= PROBLEM DETAILS =
Only lines containing "target" belong in the answer, each copied from the entries below.
-- Opening Marker --
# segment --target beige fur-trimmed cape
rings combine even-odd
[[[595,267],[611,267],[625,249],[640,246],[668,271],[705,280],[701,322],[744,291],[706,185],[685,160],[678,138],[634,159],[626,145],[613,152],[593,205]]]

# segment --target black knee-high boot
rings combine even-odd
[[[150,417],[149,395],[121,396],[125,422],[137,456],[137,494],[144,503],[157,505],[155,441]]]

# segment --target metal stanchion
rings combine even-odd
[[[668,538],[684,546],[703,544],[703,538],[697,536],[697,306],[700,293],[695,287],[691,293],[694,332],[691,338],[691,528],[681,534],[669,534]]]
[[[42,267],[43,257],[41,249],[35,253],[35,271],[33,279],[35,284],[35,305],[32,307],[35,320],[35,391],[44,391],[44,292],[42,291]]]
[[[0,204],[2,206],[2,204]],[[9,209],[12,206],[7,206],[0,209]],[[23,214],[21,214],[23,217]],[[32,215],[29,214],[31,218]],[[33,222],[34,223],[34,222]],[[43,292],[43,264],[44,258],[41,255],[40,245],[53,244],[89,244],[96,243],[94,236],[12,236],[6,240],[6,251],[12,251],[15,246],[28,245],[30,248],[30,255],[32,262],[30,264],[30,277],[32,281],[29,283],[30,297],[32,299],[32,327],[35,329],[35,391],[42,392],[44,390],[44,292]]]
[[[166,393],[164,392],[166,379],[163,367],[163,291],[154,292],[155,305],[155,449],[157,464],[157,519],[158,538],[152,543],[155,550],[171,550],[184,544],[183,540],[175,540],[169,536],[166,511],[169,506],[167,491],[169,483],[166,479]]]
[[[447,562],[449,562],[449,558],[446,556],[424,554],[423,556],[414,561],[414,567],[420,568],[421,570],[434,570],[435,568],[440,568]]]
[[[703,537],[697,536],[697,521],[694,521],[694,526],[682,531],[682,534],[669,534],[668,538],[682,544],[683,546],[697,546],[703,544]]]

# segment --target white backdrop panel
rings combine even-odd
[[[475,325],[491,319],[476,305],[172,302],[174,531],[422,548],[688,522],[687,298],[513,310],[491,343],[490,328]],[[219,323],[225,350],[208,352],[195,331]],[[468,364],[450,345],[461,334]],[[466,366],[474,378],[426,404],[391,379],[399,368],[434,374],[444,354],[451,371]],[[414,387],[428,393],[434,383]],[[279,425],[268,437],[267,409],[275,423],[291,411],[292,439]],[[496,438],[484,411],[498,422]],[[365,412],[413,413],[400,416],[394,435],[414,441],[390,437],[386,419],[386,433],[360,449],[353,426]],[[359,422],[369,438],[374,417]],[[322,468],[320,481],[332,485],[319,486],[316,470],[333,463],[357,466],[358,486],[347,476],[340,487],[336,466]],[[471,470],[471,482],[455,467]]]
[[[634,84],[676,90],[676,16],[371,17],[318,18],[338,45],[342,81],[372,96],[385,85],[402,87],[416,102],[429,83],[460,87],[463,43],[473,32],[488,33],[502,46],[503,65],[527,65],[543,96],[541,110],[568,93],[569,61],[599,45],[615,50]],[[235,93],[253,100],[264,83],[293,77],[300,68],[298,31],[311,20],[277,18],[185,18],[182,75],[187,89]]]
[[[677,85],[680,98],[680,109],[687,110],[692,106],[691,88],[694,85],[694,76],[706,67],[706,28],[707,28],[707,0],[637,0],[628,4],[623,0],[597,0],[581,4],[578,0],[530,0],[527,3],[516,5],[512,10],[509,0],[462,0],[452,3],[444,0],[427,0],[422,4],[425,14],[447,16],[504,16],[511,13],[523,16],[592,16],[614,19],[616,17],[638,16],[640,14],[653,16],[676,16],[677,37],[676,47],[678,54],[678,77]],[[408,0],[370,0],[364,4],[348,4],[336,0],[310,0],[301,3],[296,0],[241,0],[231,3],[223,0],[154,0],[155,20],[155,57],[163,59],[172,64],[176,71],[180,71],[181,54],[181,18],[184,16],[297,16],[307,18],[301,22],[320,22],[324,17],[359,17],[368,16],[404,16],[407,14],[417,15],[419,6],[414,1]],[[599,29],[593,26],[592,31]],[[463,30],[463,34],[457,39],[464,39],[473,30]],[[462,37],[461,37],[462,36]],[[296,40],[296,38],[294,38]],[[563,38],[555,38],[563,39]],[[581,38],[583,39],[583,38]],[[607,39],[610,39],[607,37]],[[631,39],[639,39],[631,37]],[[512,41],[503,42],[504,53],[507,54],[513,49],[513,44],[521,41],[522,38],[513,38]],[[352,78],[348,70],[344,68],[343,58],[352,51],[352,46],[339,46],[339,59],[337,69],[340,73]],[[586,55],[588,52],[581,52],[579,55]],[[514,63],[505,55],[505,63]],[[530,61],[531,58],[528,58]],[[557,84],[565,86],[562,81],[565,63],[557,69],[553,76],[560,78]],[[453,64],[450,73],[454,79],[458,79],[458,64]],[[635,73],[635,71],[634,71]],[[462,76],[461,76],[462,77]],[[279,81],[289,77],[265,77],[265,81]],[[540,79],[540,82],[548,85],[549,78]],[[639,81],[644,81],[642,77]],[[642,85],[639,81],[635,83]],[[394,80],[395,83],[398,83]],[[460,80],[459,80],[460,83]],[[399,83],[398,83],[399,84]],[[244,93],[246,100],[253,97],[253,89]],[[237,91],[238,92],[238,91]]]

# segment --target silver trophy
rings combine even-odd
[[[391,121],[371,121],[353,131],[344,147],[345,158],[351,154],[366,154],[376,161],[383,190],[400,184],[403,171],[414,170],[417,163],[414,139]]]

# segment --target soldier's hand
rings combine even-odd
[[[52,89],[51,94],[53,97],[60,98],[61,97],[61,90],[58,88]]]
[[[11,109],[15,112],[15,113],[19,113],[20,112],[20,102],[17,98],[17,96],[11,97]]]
-- Closing Marker --
= SOLUTION TO THE EXERCISE =
# segment --target beige fur-trimmed cape
# segment --target black knee-high boot
# segment --target metal stanchion
# segment --target white backdrop panel
# segment --target silver trophy
# segment --target soldier's hand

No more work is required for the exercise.